= Beginning of Section =

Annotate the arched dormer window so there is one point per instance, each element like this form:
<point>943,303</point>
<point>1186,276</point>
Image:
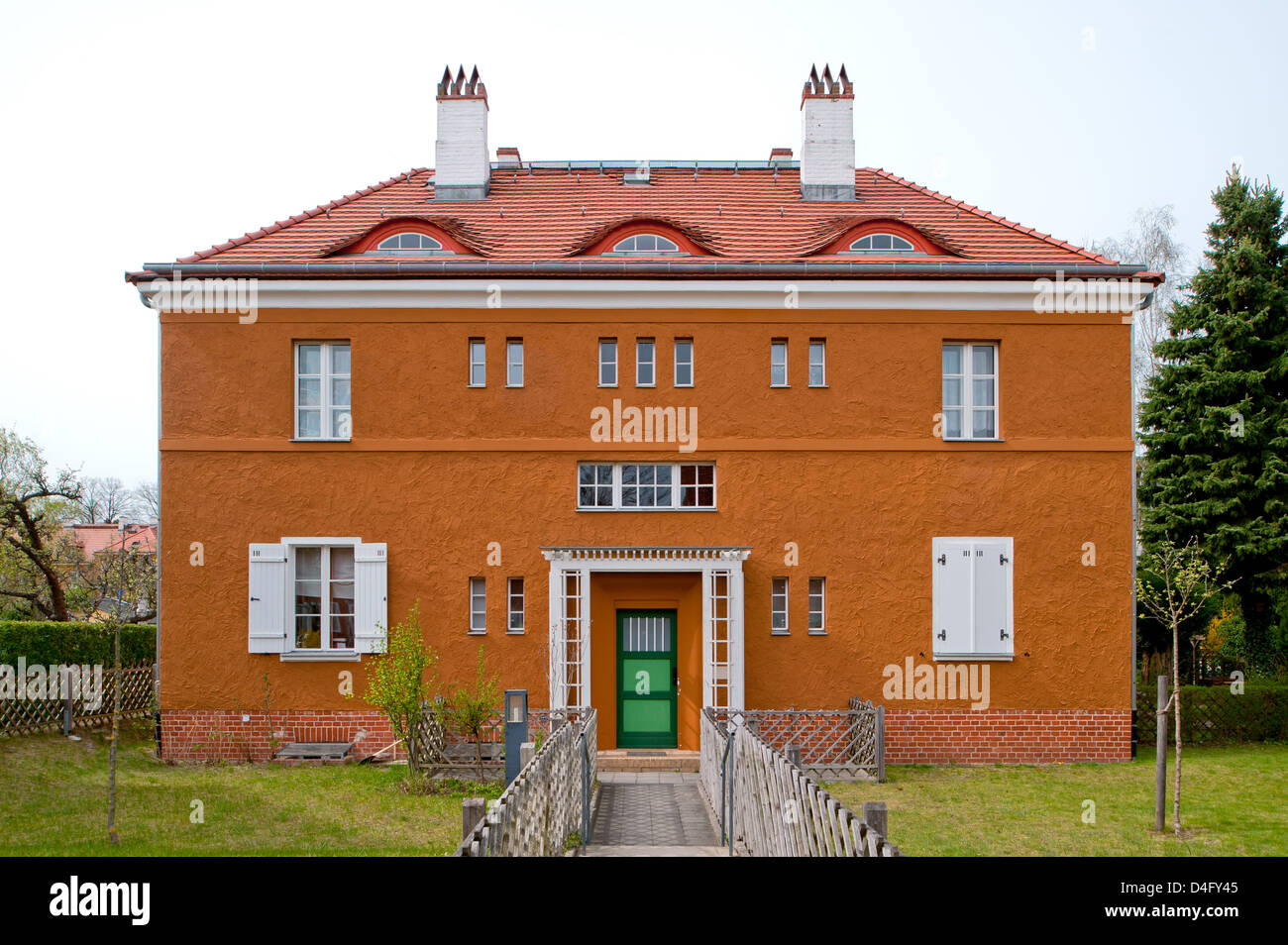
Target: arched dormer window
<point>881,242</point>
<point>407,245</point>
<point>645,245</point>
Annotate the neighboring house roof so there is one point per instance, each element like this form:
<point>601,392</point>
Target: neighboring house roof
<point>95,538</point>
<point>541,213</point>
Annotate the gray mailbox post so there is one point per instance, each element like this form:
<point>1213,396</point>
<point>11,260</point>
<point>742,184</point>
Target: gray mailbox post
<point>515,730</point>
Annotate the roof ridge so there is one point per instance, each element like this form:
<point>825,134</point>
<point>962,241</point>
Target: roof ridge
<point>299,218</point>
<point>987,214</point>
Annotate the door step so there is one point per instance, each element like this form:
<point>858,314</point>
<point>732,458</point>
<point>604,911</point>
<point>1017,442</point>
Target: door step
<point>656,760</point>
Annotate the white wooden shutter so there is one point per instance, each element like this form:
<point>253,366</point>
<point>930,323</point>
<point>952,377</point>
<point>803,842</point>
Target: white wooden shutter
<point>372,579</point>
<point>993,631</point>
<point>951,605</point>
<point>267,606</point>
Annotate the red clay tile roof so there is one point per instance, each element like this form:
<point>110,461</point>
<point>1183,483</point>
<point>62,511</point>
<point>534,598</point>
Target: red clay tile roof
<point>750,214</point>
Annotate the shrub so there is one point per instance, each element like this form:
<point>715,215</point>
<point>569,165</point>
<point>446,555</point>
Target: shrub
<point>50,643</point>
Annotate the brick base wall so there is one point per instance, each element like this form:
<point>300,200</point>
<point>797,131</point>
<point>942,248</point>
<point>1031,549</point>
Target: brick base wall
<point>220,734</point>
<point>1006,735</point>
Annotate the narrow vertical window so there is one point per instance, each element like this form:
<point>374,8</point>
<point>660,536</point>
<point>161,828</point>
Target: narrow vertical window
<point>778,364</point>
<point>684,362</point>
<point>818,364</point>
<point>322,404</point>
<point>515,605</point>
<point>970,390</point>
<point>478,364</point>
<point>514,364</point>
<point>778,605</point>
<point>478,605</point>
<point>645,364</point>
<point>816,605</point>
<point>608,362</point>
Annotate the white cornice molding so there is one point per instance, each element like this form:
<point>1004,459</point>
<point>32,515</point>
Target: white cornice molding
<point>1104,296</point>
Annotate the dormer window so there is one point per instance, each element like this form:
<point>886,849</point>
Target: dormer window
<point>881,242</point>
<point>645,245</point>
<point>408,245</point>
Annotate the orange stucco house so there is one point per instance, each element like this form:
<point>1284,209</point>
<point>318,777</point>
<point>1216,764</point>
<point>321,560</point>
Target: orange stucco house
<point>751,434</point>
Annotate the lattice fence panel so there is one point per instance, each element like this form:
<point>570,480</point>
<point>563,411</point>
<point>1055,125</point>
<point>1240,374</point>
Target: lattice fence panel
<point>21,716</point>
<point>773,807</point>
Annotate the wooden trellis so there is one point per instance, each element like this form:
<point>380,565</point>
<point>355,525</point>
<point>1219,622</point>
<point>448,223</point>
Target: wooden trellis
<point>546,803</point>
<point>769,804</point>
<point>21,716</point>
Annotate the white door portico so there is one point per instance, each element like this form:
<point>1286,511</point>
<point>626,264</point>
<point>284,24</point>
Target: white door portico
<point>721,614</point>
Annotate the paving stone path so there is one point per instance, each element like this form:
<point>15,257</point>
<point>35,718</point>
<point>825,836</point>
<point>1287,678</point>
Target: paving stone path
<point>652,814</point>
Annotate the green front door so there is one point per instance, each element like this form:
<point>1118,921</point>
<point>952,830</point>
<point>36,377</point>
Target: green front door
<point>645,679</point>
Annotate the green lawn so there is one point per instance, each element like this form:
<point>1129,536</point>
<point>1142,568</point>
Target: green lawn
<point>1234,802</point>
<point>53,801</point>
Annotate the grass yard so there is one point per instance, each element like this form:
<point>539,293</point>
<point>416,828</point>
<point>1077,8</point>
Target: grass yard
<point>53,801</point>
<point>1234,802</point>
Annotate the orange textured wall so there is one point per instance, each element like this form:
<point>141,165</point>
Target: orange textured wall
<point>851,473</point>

= End of Section =
= Beginning of Section =

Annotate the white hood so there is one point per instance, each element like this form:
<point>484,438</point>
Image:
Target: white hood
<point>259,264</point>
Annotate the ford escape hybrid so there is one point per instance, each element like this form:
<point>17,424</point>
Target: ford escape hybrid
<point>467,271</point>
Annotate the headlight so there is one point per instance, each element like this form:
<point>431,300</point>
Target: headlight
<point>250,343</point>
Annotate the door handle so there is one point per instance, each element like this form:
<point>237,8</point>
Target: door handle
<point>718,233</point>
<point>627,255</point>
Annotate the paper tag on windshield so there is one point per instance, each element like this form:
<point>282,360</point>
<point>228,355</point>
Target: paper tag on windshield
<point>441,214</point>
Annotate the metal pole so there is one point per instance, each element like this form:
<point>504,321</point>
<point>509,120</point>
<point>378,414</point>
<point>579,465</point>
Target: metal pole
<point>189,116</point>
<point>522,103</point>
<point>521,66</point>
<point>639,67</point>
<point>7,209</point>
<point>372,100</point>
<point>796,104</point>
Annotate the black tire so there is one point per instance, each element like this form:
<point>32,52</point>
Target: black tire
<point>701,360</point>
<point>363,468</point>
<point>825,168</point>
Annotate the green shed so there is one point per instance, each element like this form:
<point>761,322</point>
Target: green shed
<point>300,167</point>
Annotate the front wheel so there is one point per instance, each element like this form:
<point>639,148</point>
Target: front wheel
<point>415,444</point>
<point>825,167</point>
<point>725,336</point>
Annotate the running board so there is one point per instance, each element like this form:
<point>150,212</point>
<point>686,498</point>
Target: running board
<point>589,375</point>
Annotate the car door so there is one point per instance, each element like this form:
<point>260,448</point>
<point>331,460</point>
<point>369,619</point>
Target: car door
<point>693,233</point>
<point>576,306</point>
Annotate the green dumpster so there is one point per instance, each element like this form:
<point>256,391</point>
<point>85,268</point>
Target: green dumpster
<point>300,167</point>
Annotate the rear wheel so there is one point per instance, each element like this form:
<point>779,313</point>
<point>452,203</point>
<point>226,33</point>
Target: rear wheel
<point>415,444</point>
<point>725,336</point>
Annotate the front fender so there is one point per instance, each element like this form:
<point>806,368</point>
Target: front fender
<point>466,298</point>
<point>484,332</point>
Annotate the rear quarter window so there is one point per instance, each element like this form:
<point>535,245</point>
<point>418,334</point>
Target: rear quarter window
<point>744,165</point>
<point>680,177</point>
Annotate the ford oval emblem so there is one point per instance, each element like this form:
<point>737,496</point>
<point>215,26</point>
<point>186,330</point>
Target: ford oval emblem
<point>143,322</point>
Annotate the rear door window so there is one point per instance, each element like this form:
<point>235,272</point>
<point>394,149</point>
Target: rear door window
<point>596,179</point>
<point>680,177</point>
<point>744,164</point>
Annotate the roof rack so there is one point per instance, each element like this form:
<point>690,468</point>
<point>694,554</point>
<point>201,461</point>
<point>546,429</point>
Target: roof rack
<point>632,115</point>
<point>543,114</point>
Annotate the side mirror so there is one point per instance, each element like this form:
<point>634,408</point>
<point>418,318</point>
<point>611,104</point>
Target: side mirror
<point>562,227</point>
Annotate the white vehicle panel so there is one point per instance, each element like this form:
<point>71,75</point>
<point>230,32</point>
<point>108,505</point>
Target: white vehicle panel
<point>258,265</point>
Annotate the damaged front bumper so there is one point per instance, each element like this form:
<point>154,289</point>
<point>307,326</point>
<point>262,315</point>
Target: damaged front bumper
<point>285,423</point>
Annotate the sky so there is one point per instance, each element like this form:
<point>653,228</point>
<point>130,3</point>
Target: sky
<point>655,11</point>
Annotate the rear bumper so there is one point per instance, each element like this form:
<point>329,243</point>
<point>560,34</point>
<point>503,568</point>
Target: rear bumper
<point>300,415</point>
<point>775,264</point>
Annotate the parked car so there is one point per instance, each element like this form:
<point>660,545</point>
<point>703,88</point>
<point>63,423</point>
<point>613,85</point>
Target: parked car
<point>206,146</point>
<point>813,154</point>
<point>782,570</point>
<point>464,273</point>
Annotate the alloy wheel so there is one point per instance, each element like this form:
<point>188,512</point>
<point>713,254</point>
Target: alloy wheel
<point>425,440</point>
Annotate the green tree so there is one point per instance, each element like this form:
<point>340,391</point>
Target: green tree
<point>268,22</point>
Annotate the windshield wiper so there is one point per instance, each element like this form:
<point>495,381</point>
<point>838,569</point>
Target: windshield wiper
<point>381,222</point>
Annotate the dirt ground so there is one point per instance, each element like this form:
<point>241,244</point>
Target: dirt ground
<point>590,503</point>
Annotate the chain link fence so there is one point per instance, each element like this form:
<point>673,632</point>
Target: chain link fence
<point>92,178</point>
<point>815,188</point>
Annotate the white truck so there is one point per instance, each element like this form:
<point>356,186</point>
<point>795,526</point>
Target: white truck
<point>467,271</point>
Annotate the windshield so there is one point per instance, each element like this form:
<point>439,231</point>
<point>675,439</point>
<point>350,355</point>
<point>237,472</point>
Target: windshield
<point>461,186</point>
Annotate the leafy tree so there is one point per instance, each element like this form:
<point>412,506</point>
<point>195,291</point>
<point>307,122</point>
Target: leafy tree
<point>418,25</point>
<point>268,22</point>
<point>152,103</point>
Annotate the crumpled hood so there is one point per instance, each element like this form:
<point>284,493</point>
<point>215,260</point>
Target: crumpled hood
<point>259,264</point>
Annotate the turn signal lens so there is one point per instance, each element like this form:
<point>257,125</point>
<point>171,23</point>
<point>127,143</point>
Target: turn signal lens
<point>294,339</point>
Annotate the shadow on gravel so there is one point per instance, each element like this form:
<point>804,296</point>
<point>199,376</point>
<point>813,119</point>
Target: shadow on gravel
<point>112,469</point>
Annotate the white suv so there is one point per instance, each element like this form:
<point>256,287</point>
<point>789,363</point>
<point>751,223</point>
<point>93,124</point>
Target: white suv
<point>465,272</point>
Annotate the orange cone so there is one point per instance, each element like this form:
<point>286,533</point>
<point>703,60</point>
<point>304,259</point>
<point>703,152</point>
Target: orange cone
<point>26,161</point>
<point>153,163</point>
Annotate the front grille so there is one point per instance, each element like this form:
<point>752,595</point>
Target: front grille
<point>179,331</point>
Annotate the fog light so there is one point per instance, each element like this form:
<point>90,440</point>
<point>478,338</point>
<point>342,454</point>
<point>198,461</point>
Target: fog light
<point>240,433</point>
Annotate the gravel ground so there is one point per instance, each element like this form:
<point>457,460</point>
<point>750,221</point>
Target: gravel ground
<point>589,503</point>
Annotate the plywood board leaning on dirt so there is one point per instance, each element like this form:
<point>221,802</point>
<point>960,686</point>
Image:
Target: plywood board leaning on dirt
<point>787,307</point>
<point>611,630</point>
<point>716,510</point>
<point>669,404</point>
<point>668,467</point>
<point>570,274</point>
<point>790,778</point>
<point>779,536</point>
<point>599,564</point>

= End of Section =
= Beginning of Section =

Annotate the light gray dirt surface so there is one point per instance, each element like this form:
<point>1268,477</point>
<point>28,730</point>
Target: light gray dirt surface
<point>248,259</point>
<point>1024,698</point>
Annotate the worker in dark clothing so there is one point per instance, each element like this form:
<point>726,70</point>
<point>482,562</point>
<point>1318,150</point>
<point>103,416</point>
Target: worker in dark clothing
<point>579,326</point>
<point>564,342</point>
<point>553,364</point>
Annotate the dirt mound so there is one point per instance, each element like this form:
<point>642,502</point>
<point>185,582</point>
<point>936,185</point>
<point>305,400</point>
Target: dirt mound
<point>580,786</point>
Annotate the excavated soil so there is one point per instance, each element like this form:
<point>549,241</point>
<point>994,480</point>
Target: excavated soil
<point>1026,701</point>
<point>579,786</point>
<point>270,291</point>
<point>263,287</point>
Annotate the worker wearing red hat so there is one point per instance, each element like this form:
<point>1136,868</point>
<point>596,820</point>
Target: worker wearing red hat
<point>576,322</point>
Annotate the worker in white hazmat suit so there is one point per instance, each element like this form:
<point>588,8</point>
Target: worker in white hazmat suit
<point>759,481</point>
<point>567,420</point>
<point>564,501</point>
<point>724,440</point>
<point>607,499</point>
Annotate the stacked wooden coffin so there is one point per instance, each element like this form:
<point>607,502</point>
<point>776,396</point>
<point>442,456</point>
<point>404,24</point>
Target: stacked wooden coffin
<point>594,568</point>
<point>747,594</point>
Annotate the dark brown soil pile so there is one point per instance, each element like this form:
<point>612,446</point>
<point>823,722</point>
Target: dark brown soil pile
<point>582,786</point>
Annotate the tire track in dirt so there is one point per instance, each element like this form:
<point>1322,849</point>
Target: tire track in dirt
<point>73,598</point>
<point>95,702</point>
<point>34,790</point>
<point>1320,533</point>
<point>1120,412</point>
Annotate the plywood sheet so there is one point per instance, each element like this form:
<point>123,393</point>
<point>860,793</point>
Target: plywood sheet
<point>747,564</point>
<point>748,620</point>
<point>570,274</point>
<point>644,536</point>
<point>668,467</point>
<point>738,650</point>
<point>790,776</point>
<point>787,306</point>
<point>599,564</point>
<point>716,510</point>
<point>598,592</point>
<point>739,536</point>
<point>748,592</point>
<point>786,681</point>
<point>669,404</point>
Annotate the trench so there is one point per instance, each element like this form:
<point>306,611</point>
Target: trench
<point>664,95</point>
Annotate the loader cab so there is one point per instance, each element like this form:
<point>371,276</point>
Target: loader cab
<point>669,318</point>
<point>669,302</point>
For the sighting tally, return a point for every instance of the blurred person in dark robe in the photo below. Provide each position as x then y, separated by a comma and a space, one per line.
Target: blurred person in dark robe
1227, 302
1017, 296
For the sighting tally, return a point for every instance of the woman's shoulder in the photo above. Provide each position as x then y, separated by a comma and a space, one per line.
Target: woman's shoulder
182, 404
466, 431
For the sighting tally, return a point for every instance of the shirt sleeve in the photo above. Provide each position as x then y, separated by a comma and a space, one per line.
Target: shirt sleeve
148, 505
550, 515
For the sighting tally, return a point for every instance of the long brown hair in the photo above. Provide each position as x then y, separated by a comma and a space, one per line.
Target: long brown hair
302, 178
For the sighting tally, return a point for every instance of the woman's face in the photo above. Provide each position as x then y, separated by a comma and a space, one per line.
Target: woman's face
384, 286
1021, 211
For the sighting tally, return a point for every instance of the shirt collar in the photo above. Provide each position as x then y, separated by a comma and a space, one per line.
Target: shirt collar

= End of Section =

Your answer should be the lines above from the one containing "<point>686,498</point>" through the one containing "<point>779,313</point>", copied exactly and with both ends kept.

* Solution to this problem *
<point>686,498</point>
Target: running board
<point>589,375</point>
Annotate the car door so there is one point per instance, each element like this form:
<point>260,448</point>
<point>331,460</point>
<point>369,619</point>
Target: car door
<point>693,233</point>
<point>576,306</point>
Annotate the green dumpster so there is one point per instance, each element like this form:
<point>256,391</point>
<point>85,268</point>
Target: green dumpster
<point>300,167</point>
Annotate the rear wheel so there is one point per instance, each element like this form:
<point>779,313</point>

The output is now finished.